▶ [PROMPT 1]
Could you reproduce, word for word, everything in the Hadoop reading list from "Optimizing MapReduce job performance is" down to "higher level frameworks."?
▶ [PROMPT 2]
In the Hadoop reading list, who is the MapReduce job performance talk primarily targeted towards?

Hadoop2013

来源：互联网发布：葛优的网络意思是什么编辑：程序博客网时间：2024/04/29 14:49

Sessions:

http://hadoopsummit.org/program/

Reading list:

Optimizing MapReduce Job Performance (http://www.slideshare.net/cloudera/mr-perf)

Optimizing MapReduce job performance is often seen as something of a black art. In order to maximize performance, developers need to understand the inner workings of the MapReduce execution framework and how they are affected by various configuration parameters and MR design patterns. The talk will illustrate the underlying mechanics of job and task execution, including the map side sort/spill, the shuffle, and the reduce side merge, and then explain how different job configuration parameters and job design strategies affect the performance of these operations. Though the talk will cover internals, it will also provide practical tips, guidelines, and rules of thumb for better job performance. The talk is primarily targeted towards developers directly using the MapReduce API, though will also include some tips for users of higher level frameworks.

Improving HBase Availability and Repair (http://www.slideshare.net/cloudera/120613-hadoopsummithbaseavailabilitybean-hsieh)

(Records from a data collection)
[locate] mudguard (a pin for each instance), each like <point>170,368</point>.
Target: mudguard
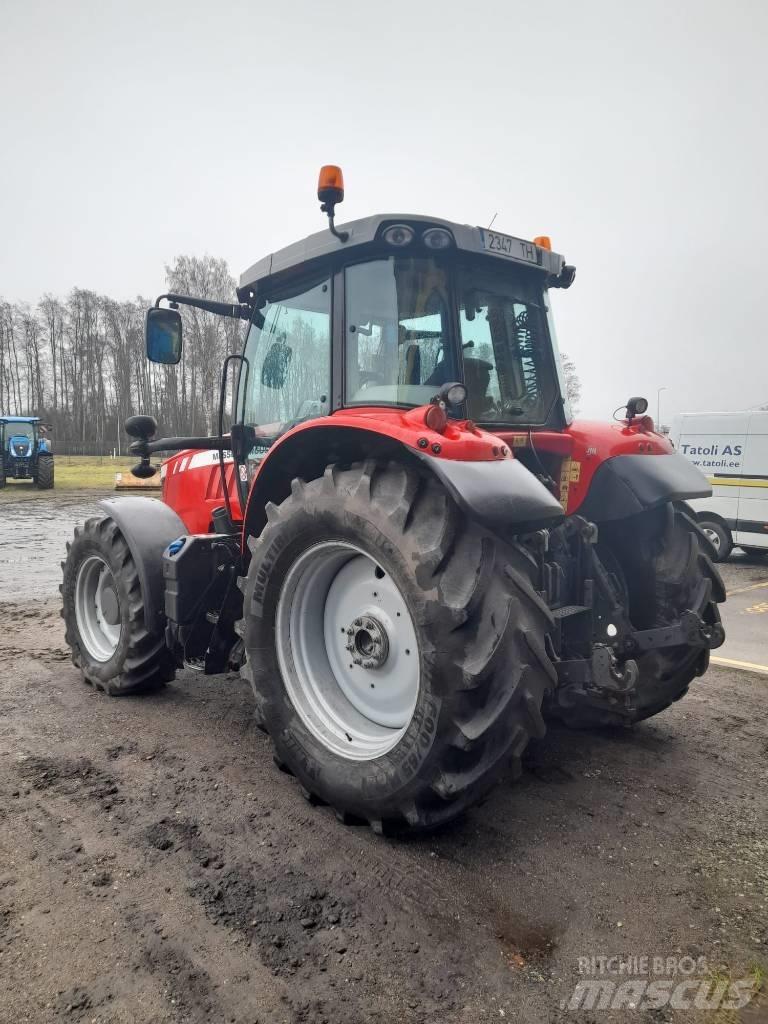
<point>148,526</point>
<point>628,484</point>
<point>489,486</point>
<point>504,497</point>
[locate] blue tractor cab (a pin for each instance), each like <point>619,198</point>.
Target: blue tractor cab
<point>26,452</point>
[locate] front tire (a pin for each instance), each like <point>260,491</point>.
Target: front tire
<point>383,546</point>
<point>667,563</point>
<point>103,613</point>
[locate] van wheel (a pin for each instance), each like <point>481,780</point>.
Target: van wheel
<point>719,537</point>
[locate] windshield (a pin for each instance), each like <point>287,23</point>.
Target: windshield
<point>288,373</point>
<point>397,332</point>
<point>509,365</point>
<point>19,430</point>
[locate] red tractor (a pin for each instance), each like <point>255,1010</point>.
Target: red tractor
<point>403,542</point>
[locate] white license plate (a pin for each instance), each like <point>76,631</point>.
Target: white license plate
<point>505,245</point>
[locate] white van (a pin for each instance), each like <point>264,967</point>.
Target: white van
<point>731,450</point>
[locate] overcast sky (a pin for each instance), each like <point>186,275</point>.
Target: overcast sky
<point>633,133</point>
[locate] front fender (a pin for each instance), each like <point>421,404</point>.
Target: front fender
<point>628,484</point>
<point>148,526</point>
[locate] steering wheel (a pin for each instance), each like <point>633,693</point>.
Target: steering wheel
<point>369,377</point>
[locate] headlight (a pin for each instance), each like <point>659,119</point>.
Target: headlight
<point>398,235</point>
<point>437,238</point>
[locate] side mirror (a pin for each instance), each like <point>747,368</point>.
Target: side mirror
<point>163,335</point>
<point>274,367</point>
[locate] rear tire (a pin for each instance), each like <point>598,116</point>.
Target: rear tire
<point>103,613</point>
<point>665,557</point>
<point>44,478</point>
<point>477,646</point>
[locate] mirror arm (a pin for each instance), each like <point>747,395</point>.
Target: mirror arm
<point>238,310</point>
<point>145,448</point>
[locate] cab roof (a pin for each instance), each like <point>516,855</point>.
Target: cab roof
<point>315,248</point>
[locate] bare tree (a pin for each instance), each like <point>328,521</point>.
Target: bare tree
<point>572,381</point>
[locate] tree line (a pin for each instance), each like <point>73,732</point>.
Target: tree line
<point>79,361</point>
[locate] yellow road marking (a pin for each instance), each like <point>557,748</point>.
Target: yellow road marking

▶ [WRITTEN ANSWER 1]
Optimizing MapReduce job performance is often seen as something of a black art. In order to maximize performance, developers need to understand the inner workings of the MapReduce execution framework and how they are affected by various configuration parameters and MR design patterns. The talk will illustrate the underlying mechanics of job and task execution, including the map side sort/spill, the shuffle, and the reduce side merge, and then explain how different job configuration parameters and job design strategies affect the performance of these operations. Though the talk will cover internals, it will also provide practical tips, guidelines, and rules of thumb for better job performance. The talk is primarily targeted towards developers directly using the MapReduce API, though will also include some tips for users of higher level frameworks.

▶ [WRITTEN ANSWER 2]
Developers directly using the MapReduce API.